* **Exercise aim**
Report every line of the material below that contains the string "frame", copying each line in full. Case counts.

* **Entries from an annotation dataset**
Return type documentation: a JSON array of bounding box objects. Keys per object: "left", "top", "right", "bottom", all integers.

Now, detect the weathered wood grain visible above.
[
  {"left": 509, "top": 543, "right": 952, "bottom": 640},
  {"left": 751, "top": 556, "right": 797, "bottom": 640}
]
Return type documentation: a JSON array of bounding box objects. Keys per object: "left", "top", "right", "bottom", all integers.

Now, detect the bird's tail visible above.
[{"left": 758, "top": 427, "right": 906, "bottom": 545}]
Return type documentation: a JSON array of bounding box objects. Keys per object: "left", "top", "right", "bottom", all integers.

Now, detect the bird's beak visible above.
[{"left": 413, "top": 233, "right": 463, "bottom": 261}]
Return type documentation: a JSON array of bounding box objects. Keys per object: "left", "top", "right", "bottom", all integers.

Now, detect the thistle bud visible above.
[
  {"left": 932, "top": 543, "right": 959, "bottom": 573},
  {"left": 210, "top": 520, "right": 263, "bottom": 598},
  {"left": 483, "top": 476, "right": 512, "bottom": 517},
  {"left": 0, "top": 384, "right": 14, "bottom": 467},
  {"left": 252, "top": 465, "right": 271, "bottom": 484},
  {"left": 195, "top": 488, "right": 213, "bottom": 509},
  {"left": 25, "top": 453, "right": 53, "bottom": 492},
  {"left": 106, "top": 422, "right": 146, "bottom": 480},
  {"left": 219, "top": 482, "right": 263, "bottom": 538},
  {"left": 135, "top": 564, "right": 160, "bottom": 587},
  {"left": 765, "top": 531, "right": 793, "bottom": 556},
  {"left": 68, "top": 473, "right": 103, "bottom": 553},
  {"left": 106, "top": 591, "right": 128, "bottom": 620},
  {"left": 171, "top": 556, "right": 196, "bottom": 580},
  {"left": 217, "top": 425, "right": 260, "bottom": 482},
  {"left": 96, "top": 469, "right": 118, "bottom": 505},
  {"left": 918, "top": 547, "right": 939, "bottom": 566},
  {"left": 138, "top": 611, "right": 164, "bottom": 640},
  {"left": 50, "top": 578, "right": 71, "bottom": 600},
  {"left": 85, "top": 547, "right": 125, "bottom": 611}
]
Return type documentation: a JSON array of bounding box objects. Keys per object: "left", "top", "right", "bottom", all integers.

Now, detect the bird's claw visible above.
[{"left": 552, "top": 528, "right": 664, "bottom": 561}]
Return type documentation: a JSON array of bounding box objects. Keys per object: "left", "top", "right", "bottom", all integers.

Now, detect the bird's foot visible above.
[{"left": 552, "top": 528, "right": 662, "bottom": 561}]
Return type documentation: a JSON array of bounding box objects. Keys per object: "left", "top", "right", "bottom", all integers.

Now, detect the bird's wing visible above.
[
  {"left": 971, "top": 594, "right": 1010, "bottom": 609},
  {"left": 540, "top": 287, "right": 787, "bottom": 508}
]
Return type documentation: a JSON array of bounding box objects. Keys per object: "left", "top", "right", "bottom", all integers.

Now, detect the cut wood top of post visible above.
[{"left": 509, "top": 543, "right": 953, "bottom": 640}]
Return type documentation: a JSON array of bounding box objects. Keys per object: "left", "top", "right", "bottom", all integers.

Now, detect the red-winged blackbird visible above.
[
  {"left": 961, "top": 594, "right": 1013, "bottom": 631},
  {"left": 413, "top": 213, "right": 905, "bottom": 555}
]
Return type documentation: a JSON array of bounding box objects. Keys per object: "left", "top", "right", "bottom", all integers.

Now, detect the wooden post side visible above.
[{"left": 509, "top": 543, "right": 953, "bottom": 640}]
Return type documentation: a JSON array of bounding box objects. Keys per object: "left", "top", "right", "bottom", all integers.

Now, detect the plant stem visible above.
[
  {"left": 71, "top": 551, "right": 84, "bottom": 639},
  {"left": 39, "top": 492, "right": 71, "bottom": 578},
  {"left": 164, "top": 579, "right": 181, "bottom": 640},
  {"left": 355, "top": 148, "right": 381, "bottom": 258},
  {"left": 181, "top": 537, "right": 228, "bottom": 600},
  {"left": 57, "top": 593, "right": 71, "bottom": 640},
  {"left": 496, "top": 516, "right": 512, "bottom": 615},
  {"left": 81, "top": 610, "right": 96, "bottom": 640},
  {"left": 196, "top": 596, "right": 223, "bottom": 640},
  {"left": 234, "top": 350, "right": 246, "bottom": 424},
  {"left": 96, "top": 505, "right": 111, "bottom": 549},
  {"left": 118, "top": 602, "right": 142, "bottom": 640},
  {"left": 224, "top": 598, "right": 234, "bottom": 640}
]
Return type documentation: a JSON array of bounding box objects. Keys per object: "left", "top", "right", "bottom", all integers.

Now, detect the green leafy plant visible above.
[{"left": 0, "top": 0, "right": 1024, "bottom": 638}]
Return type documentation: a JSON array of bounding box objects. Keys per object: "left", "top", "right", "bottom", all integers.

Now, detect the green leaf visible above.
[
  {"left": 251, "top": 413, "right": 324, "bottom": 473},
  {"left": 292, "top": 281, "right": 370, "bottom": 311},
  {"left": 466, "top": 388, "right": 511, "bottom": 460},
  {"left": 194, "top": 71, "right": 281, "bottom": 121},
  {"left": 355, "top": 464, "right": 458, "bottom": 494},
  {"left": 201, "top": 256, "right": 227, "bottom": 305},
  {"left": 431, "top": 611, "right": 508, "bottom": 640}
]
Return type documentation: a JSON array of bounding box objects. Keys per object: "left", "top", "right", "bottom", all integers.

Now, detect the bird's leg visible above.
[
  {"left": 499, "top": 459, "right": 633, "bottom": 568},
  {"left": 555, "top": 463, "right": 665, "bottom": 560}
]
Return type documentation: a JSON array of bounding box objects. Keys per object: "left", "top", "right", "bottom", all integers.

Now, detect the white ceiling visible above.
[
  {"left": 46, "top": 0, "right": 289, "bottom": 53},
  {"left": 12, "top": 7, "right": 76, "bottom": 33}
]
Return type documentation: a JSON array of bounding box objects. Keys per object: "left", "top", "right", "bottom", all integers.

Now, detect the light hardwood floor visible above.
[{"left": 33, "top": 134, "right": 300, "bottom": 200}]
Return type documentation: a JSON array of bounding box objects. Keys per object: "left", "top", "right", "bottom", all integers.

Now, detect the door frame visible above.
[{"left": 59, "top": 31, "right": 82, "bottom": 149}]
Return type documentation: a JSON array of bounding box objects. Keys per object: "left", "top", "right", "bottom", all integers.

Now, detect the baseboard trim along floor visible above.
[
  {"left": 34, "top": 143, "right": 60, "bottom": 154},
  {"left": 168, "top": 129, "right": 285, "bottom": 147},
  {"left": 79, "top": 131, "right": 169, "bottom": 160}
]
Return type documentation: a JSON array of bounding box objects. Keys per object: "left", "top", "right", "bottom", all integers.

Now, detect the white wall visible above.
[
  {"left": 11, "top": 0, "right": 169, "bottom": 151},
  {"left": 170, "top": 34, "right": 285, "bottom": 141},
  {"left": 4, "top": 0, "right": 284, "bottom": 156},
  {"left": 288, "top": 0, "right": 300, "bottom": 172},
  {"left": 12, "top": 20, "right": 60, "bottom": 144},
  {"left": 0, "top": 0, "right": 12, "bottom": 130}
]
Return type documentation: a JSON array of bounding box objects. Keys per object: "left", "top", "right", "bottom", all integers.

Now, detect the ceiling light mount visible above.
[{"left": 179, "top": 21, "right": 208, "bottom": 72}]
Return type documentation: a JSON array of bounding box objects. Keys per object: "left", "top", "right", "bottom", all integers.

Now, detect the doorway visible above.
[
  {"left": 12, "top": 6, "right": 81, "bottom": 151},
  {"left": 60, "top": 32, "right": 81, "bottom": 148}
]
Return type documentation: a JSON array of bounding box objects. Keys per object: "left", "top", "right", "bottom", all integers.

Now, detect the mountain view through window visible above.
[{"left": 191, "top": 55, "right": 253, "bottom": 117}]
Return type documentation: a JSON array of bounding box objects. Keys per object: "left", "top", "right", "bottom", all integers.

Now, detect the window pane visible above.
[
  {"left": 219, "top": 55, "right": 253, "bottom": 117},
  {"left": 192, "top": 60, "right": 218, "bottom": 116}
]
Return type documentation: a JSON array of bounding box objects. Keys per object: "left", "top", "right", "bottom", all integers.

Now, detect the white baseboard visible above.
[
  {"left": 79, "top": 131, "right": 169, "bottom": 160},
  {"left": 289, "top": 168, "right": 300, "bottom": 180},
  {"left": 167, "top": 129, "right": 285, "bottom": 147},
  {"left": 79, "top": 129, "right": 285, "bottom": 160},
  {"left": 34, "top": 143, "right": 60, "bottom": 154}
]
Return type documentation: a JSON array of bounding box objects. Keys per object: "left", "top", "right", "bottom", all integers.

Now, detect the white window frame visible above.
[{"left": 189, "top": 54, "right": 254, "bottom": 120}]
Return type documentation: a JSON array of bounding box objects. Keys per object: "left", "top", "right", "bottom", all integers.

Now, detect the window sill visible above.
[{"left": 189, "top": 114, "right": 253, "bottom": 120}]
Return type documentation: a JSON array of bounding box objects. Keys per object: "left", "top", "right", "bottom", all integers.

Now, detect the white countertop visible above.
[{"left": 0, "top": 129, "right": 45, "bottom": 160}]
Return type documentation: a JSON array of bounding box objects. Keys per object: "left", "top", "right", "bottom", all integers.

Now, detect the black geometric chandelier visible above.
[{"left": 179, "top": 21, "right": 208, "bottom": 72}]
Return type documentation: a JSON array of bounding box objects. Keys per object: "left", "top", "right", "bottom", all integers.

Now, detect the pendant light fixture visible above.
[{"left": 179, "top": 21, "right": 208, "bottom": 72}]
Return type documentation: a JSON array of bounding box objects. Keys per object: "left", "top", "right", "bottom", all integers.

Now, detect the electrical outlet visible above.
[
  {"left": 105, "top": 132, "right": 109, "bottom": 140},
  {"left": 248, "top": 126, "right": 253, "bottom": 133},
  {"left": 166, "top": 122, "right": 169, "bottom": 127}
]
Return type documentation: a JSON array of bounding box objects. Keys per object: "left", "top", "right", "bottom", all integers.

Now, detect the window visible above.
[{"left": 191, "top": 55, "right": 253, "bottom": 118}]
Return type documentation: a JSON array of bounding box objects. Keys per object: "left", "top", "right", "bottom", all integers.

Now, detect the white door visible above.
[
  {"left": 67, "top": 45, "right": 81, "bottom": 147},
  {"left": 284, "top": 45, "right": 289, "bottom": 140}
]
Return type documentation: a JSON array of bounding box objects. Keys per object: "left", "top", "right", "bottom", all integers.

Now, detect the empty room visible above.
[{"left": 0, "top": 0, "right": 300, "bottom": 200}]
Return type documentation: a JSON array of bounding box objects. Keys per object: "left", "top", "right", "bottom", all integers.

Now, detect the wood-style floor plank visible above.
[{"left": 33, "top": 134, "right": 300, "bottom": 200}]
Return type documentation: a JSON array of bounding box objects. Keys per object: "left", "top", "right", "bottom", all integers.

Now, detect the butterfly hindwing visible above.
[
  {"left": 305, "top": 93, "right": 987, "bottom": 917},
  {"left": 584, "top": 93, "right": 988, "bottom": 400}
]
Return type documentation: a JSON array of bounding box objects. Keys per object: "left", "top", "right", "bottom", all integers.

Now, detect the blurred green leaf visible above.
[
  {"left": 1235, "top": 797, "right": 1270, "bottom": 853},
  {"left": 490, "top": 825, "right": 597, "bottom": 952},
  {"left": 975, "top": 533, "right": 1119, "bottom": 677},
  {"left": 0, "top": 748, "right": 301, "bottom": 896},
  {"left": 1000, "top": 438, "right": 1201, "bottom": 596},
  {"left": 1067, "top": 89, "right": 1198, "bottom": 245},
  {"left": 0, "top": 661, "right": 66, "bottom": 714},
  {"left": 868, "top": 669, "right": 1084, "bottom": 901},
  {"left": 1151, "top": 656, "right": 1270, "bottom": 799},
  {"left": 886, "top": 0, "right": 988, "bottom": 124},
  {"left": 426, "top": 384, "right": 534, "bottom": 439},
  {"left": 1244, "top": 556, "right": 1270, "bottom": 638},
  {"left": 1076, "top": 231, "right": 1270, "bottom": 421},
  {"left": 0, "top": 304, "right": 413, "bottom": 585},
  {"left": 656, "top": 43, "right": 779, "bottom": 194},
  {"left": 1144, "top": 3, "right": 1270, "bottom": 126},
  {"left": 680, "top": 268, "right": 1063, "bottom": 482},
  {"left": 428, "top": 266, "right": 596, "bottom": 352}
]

* **Exercise result**
Now, detect the door frame visible above.
Now, detect the white window frame visible above.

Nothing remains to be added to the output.